GIVEN EXERCISE | Print the range of lines that opens with the line containing "Locate the child's" and closes with the last line of the listing. Include both ends; print nothing more.

PROVIDED DATA |
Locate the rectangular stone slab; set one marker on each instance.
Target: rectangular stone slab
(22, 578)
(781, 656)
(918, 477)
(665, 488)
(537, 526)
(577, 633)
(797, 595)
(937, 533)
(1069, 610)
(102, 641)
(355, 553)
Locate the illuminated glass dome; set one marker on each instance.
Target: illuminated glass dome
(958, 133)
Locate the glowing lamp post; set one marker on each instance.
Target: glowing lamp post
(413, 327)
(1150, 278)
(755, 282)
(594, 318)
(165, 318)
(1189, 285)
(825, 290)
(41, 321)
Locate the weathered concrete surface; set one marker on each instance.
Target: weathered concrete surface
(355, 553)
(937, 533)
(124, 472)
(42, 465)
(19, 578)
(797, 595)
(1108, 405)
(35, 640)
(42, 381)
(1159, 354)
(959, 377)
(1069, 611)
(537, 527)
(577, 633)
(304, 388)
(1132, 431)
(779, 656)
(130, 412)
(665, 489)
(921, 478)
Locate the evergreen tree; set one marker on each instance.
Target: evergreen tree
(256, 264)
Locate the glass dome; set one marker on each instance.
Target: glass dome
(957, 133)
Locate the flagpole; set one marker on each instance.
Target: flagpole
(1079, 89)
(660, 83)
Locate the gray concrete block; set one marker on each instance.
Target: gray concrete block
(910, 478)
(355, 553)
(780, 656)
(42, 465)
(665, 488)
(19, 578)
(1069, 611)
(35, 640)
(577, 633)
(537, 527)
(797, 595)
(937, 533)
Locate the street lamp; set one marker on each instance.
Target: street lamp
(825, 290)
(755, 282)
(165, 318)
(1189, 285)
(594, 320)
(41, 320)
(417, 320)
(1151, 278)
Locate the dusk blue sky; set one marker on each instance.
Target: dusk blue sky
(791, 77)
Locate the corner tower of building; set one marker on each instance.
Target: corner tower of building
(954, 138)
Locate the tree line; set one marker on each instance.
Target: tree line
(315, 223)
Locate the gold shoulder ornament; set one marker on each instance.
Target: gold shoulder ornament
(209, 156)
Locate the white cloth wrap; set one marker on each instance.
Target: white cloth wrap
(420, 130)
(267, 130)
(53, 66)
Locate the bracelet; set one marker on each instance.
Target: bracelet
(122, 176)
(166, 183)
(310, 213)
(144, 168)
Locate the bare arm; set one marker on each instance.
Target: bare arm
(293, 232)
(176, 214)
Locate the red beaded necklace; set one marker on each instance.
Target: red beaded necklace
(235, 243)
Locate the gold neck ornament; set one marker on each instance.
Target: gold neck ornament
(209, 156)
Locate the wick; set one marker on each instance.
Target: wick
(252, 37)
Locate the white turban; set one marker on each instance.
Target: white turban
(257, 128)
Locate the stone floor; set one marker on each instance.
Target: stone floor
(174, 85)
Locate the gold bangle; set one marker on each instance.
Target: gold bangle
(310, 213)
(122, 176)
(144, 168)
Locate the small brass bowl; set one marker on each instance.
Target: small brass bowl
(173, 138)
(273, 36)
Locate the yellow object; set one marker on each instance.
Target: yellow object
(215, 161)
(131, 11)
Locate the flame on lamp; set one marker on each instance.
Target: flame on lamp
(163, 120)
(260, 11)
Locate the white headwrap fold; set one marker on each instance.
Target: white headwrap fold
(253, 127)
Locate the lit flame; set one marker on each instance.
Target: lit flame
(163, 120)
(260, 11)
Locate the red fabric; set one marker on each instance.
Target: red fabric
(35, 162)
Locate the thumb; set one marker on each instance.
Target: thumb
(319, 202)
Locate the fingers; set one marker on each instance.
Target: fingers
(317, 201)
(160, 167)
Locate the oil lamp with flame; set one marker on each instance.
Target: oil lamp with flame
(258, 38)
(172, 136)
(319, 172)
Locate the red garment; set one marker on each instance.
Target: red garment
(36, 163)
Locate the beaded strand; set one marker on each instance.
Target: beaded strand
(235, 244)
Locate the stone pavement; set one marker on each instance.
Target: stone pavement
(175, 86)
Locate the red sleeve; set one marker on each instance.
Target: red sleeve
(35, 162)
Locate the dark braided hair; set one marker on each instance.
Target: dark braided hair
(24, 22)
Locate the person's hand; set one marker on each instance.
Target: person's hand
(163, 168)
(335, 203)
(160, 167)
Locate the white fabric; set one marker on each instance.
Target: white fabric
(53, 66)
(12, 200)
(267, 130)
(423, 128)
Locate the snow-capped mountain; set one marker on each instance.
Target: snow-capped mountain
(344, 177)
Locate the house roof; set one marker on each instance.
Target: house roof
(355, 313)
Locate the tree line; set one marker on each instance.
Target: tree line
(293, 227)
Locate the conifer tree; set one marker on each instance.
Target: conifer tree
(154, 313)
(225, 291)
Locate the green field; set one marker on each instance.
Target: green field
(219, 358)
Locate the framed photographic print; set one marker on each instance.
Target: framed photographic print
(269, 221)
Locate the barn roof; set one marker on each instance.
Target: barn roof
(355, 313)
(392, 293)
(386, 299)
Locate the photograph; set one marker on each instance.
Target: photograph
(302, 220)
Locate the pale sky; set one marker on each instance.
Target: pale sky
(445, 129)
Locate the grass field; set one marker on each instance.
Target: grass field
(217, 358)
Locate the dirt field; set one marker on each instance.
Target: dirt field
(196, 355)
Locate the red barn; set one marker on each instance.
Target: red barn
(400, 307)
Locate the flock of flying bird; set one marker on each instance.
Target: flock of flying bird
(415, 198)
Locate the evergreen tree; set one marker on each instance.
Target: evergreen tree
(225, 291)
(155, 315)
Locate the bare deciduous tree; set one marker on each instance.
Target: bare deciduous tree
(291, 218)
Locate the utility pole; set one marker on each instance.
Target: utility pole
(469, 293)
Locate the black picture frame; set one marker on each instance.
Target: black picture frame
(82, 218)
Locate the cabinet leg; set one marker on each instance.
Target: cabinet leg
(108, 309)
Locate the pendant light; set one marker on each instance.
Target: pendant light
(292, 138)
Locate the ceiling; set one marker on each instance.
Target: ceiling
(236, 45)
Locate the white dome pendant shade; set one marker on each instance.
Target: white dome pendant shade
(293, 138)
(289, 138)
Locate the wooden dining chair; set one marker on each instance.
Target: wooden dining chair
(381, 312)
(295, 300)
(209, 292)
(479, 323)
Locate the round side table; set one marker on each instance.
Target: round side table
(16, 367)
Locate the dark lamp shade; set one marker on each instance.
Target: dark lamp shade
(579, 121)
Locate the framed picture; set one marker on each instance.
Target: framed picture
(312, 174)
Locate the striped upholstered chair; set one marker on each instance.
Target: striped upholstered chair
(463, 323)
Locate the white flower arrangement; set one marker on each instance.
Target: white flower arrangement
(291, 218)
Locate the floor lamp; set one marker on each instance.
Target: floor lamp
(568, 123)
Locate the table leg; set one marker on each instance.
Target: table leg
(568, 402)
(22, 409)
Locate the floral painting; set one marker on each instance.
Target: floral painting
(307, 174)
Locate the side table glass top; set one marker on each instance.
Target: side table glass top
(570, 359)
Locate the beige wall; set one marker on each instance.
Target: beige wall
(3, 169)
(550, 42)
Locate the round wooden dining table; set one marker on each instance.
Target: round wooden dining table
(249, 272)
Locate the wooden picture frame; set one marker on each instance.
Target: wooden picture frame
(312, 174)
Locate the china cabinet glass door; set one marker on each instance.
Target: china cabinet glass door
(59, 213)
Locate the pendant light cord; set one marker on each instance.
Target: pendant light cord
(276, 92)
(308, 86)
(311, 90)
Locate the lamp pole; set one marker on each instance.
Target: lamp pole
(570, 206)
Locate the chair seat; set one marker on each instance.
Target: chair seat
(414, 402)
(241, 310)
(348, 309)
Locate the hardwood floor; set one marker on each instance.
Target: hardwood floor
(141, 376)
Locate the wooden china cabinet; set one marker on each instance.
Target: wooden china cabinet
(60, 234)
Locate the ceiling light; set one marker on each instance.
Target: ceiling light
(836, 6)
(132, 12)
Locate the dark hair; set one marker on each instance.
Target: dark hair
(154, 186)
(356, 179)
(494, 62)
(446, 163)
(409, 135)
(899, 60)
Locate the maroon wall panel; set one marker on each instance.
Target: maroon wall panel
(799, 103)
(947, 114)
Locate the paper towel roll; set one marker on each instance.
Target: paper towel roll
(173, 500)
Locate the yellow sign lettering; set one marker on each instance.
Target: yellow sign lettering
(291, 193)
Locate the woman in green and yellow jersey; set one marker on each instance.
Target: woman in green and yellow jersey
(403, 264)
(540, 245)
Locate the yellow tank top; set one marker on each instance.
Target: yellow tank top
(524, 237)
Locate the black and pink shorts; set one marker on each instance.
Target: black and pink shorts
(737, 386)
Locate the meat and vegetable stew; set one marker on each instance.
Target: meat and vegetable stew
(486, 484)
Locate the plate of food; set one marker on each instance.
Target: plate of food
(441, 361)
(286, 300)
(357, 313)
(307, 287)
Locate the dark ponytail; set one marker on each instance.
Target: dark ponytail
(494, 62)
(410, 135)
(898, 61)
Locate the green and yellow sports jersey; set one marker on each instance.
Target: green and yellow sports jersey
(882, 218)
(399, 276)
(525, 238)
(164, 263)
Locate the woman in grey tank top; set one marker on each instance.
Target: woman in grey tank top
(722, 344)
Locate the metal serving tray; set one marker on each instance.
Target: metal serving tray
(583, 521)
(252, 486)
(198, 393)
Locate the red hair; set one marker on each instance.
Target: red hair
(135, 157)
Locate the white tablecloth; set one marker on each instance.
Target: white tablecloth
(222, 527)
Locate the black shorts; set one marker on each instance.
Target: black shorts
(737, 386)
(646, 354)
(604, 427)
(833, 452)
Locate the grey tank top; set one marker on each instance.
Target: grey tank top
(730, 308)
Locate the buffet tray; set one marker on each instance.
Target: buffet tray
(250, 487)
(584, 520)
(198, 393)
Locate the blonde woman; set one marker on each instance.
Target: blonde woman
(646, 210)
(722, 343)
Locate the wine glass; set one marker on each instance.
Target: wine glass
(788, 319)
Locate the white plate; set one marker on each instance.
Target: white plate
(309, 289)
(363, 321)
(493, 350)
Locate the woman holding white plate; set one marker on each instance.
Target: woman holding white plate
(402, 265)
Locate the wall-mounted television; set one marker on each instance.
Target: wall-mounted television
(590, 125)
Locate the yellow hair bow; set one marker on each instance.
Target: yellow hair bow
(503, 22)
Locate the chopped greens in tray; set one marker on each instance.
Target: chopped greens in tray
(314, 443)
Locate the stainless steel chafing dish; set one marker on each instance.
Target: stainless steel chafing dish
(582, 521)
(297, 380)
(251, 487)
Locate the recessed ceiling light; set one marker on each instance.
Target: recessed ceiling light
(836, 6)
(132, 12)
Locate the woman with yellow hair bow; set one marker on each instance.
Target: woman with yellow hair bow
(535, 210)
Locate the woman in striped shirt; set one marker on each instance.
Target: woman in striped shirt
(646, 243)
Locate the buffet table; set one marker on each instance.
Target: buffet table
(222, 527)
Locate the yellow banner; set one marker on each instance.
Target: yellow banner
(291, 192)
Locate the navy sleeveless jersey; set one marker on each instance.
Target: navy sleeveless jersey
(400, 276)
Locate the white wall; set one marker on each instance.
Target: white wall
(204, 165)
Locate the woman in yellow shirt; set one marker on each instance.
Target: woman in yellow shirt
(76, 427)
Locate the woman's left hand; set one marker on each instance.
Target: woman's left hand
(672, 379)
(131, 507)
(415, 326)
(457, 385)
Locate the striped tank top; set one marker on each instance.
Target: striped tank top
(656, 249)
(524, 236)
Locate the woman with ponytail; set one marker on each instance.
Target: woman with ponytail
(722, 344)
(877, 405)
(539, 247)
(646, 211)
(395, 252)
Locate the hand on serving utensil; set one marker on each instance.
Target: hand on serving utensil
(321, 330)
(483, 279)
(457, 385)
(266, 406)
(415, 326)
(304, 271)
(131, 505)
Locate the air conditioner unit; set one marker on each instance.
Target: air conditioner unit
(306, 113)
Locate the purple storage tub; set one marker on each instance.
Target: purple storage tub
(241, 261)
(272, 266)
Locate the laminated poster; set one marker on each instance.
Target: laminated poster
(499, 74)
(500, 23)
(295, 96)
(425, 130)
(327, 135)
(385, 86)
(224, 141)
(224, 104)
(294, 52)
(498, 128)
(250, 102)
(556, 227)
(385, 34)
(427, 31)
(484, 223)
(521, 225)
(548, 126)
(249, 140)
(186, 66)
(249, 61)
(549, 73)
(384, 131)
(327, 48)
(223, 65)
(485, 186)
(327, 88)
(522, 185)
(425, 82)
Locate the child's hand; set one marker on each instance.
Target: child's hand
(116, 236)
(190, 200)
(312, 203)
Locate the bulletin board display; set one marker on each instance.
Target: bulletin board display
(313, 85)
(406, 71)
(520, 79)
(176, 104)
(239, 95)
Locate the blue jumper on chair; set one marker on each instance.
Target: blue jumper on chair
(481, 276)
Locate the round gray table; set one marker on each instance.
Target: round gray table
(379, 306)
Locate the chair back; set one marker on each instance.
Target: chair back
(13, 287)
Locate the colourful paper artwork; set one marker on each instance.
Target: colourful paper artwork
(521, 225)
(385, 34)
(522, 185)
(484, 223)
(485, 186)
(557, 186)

EXERCISE RESPONSE |
Locate the child's hand; set one marker on each instance.
Target: child's hand
(116, 236)
(190, 200)
(312, 203)
Locate the bulletin board display; set one marker on each instance.
Target: bulletin board display
(313, 85)
(406, 71)
(520, 79)
(176, 104)
(239, 95)
Locate the blue jumper on chair; set one marker on each instance.
Target: blue jumper on chair
(481, 276)
Locate the round gray table; set one marker on each instance.
Target: round gray table
(379, 306)
Locate the chair back; set one marker on each instance.
Target: chair back
(13, 287)
Locate the colourful paper artwork; set one marker on each instance.
Target: colourful paper artwork
(521, 225)
(385, 34)
(522, 185)
(484, 223)
(485, 186)
(557, 186)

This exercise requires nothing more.